--- BEGIN Input material ---

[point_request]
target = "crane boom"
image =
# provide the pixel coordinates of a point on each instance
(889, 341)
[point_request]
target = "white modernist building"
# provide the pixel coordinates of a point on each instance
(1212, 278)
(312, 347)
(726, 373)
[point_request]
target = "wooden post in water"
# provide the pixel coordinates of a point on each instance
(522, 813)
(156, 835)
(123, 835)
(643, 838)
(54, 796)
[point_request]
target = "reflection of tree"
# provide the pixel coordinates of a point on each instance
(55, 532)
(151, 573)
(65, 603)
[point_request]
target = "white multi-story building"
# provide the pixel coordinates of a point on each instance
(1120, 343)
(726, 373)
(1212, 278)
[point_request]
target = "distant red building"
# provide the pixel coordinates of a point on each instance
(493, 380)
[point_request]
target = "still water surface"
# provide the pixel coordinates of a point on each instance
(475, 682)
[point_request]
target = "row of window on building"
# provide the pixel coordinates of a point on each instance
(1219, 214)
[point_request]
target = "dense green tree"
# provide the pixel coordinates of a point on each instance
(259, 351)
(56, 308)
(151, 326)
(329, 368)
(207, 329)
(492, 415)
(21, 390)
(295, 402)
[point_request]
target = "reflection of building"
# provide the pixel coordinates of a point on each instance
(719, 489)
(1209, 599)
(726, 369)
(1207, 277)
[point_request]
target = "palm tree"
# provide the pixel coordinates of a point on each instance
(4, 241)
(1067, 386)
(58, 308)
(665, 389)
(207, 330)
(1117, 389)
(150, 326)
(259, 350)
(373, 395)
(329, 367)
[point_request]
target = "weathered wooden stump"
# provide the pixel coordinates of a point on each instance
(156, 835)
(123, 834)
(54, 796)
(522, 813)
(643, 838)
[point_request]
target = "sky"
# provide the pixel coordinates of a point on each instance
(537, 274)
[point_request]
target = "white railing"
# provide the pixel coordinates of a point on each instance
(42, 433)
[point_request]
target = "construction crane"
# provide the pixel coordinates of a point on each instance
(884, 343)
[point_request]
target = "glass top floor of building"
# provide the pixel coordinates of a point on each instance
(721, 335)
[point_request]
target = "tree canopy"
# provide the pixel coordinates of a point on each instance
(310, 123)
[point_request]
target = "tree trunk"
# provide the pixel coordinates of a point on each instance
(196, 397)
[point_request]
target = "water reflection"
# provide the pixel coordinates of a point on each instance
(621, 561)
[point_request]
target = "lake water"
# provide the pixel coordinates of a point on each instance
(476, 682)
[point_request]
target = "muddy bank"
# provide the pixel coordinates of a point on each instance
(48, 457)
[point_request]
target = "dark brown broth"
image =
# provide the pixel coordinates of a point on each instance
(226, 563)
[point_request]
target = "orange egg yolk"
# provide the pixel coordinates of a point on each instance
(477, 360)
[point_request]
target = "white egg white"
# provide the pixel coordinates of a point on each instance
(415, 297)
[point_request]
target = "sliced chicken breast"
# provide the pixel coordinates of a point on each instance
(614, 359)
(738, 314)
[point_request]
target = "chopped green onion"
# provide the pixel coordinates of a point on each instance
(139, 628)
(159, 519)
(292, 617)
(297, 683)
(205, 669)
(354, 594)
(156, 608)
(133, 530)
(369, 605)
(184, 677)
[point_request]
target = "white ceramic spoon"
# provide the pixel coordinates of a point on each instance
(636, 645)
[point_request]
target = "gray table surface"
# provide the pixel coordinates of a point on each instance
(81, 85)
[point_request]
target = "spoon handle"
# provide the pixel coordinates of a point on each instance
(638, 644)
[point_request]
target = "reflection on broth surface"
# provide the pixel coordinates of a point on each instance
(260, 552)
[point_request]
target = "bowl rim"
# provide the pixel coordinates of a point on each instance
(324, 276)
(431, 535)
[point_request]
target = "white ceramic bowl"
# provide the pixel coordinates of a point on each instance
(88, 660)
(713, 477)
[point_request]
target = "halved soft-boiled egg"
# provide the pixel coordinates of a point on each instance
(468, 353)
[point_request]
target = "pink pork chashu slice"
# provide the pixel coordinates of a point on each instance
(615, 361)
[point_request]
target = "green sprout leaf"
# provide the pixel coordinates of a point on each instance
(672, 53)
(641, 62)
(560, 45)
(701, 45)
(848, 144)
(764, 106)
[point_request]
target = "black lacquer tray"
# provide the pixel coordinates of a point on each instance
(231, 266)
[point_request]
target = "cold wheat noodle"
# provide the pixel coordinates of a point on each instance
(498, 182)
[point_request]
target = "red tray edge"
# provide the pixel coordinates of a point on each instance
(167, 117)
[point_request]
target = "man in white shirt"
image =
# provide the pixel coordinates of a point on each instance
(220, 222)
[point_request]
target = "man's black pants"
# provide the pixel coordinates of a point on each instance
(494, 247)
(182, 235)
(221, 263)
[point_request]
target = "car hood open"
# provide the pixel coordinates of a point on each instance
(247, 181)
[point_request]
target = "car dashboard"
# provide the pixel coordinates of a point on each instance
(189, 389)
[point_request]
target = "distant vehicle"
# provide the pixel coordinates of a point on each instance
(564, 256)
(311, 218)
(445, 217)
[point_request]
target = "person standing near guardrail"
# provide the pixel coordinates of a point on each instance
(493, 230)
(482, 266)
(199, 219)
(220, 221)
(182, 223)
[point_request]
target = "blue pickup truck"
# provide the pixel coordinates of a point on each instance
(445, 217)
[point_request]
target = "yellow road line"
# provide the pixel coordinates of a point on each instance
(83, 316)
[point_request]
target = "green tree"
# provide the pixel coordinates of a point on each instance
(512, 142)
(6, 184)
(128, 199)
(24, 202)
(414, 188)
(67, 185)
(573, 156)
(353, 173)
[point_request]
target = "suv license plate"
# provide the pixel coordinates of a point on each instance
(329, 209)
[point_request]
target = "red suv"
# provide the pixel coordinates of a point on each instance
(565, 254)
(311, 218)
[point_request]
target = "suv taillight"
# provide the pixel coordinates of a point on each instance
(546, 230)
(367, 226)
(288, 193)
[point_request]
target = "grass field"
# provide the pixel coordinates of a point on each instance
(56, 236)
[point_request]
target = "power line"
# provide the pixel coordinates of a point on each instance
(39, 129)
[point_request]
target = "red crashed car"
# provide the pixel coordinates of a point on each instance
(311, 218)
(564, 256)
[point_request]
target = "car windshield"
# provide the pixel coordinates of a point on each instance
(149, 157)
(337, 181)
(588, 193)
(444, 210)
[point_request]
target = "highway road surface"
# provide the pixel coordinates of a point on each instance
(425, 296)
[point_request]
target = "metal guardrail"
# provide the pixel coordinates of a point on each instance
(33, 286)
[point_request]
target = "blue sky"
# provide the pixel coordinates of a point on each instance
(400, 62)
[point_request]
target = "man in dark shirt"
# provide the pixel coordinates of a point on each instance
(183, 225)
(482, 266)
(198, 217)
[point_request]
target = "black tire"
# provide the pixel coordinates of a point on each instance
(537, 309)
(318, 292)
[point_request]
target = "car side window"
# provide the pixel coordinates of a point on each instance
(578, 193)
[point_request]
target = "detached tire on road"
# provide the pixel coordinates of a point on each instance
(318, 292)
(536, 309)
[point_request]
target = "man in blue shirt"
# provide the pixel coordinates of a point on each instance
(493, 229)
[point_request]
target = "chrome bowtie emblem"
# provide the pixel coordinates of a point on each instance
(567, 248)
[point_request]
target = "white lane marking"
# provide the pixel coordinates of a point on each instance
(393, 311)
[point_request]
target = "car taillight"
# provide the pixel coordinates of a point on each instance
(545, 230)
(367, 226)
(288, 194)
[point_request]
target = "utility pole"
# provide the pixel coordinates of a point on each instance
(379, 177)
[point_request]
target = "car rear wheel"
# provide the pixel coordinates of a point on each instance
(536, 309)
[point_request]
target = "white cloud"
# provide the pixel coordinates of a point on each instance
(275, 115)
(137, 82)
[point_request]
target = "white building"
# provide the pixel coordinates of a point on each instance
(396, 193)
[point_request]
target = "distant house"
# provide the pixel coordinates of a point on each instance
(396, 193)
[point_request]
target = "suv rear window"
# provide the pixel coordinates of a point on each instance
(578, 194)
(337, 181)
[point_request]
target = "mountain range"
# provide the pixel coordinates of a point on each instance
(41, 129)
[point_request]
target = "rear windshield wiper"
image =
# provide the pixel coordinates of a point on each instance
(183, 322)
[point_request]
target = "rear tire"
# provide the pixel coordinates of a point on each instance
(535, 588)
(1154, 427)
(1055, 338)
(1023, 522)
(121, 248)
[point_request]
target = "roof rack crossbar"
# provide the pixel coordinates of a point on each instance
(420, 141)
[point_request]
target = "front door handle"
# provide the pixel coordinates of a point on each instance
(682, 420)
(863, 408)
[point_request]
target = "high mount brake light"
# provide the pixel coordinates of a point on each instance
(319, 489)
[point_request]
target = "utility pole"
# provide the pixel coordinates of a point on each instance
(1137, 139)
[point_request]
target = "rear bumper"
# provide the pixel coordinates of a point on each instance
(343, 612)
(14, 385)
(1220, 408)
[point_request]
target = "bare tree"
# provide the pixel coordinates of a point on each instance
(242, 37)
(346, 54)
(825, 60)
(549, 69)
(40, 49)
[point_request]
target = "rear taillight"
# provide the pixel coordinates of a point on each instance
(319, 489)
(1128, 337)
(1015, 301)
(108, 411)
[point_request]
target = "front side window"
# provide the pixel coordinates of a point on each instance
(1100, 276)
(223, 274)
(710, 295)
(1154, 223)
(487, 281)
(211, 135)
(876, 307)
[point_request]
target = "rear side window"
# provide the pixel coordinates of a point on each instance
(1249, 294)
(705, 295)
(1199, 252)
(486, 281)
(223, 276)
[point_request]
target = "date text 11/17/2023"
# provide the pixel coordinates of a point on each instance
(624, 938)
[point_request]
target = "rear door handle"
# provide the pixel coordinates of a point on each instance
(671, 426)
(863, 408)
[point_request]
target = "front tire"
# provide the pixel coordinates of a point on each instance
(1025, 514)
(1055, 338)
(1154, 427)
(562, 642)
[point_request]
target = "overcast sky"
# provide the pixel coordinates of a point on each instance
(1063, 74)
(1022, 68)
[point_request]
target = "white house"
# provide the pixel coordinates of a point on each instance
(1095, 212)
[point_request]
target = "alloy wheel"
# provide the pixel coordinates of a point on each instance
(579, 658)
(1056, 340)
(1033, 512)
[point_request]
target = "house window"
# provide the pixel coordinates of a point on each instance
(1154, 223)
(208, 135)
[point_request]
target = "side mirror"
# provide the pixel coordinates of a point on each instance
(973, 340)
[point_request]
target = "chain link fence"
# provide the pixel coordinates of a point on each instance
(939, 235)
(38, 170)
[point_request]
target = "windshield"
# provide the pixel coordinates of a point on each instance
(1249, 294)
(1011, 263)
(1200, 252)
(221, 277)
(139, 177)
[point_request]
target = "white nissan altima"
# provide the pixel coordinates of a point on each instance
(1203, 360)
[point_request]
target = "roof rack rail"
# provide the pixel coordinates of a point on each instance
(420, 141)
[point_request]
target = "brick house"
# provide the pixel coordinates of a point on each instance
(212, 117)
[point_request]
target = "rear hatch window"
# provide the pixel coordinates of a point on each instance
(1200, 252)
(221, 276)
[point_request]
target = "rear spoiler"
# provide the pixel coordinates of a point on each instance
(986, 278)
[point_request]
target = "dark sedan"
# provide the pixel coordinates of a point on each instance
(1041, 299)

--- END Input material ---

** Given task **
Locate every line in the data above that contains the string "windshield", and copy each of those lines.

** The solution **
target = "car windshield"
target = "rear windshield wiper"
target = "windshield"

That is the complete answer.